# CANBUS cable



## MemphisPapa (Feb 16, 2012)

So I have been back and forth with a Chinese company (cough-BestGo-cough) about a charger that won't pick up the message to begin a charge cycle. My BMS is getting the CAN message and I can see the CAN message going to the charger. My BMS support has pointed out that not all CANBUS transceivers are created equal. I suspect that my cheap Chinese charger has a cheap transceiver and is unable to pick up the messages over my dirty cable. I have chopped the stubs to only 8" and have soldered all my wire connections. I have a BT scan tool that is working okay with Torque. All my communication with my BMS is over the CAN which works fine too. I can actually see the message from the charger that shows the communication failure. Does anyone have a special technique to build a solid CANBUS cable that might help resolve my cheap charger issue? Evidently, the charger won't work unless the CAN message is received by the cheap charger transceiver... lesson learnt, buy American.
Thanks.
dh


----------



## Semper Vivus (Apr 13, 2011)

Hello,

I assume the termination of the bus is done right (120 Ohms etc..)?
Do you have connected the ground to the charger or only CAN low and CAN high?
Do you have a scope to check the quality of the signal?
Are you sure the CAN Message to the charger has the right format (ID, DLC...) and the right data?

One twisted pair of an ethernet cable should work fine, if you don't want to buy a special CAN cable.
Don't route power cables in parallel to the communication wires.

Kind regards,
Tom


----------



## MemphisPapa (Feb 16, 2012)

I have 120 Ohm termination resistors at the physical ends of the cable. The cable is a shielded twisted pair of stranded 22. The connector at the charger doesn't have a signal ground, so only the high and low are connected. I tried leaving the shielding exposed to clamp in the back of the connector, but it didn't make a difference. I don't have an o-scope , but I suppose it is time to try and find one. 
Does anybody have a technique to build the stubs off the main bus cable?
Thanks
dh


----------



## frodus (Apr 12, 2008)

I know there's some problems with Elcon... Maybe this is similar?

http://lithiumate.elithion.com/php/elcon.php


----------



## Semper Vivus (Apr 13, 2011)

In my opinion the best solution for the stubs would be a M12 T-Connector like that:
http://www1.lumberg-automation.de/main/common/serie_.asp?lang=eng&cat=3&ser=A11&cat3=_3
But than you need other cabling I think .


----------



## Semper Vivus (Apr 13, 2011)

frodus said:


> I know there's some problems with Elcon... Maybe this is similar?
> 
> http://lithiumate.elithion.com/php/elcon.php


"CAN module built before July 2011 cannot handle being on buses that contain more than 2 messages per second!"
-> Sounds bad. Maybe that is the reason why your charge only sends out error messages?


----------



## MemphisPapa (Feb 16, 2012)

I have an Orion BMS. All the messages on the bus are adjustable. I'll try reducing the messaging. The Torque scanner alone send out about eight though. Not exactly what I would call quality on the charger side for the CAN.


No change after I stopped all but the charger message. I'll find an o-scope, but I suspect a defective charger.


----------



## mizlplix (May 1, 2011)

After two such incidents with Chinese "Manufacturers", I NEVER buy from out of the USA. Period. Or I do without.

Be especially careful on FleaBay too.

Miz


----------



## DJBecker (Nov 3, 2010)

**WHAT TO DO**:
1. Reproduce the passage of the CANBUS cable thread from "I have 120 Ohm" to "and find one.".
2. Answer these questions using the CANBUS cable thread:
(a) What value are the termination resistors at the physical ends of MemphisPapa's cable?
(b) What does Semper Vivus say should work fine for someone who does not want to buy a special CAN cable?
(c) Which BMS does MemphisPapa have?
The data below comes from a separate source.

**INFORMATION SUPPLIED**:

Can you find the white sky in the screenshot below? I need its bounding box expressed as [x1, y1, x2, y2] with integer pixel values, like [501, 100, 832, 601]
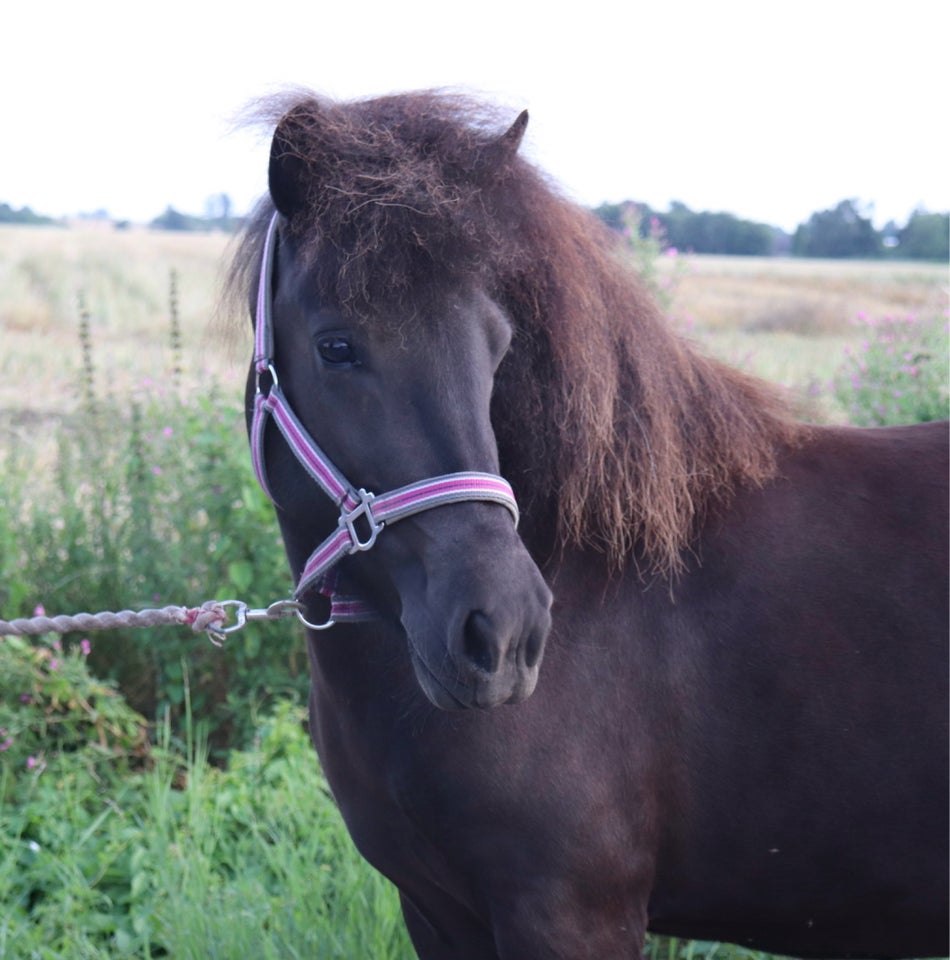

**ANSWERS TO THE EXERCISES**:
1.
I have 120 Ohm termination resistors at the physical ends of the cable. The cable is a shielded twisted pair of stranded 22. The connector at the charger doesn't have a signal ground, so only the high and low are connected. I tried leaving the shielding exposed to clamp in the back of the connector, but it didn't make a difference. I don't have an o-scope , but I suppose it is time to try and find one.

2.
(a) 120 Ohm
(b) One twisted pair of an ethernet cable
(c) An Orion BMS